__Problem requirements__
Copy every line that contains the string "instance" from the entries below.

(Collected data)

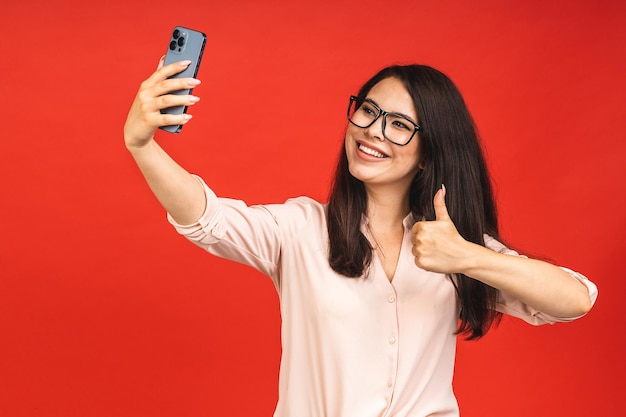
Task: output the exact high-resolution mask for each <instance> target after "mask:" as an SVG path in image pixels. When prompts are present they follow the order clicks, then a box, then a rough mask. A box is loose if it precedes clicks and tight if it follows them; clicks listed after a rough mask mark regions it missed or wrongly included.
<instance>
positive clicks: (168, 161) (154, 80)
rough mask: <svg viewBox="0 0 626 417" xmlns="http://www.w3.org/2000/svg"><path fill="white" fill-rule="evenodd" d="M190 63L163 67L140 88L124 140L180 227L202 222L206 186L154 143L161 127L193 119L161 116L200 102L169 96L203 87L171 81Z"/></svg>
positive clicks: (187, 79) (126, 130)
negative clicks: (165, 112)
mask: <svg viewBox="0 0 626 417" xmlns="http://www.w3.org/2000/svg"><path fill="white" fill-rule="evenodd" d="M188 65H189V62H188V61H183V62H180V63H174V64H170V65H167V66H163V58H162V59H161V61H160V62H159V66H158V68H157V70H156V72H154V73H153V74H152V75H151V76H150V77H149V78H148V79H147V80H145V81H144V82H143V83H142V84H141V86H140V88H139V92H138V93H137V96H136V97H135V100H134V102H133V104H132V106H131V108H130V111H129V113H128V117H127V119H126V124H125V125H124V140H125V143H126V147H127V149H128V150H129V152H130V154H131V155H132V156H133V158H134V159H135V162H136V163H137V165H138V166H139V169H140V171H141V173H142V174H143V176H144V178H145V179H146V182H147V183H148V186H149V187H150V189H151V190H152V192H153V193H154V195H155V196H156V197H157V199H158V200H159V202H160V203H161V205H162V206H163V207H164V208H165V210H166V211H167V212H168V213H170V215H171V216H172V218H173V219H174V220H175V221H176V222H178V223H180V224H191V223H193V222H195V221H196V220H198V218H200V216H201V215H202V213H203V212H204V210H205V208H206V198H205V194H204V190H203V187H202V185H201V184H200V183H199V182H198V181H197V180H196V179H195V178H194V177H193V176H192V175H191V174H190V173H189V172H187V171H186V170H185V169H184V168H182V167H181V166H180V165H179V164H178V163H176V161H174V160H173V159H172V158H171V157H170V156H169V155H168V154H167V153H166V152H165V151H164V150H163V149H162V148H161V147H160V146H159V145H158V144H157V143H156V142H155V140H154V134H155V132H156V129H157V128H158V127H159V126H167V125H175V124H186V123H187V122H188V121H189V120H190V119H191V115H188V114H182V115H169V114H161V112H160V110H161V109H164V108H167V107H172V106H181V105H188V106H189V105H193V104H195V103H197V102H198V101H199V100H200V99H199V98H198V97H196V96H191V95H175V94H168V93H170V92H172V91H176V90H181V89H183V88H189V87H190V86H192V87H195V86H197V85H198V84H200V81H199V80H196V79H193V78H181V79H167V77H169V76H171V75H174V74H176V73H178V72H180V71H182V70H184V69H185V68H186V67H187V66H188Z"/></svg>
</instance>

__Written solution__
Task: output the exact high-resolution mask for each <instance> target after "mask:" as an SVG path in image pixels. When prompts are present they follow the order clicks, then a box, then a rough mask. A box is loose if it precedes clicks and tight if it follows them; clicks listed after a rough mask mark regions it missed or wrongly included.
<instance>
</instance>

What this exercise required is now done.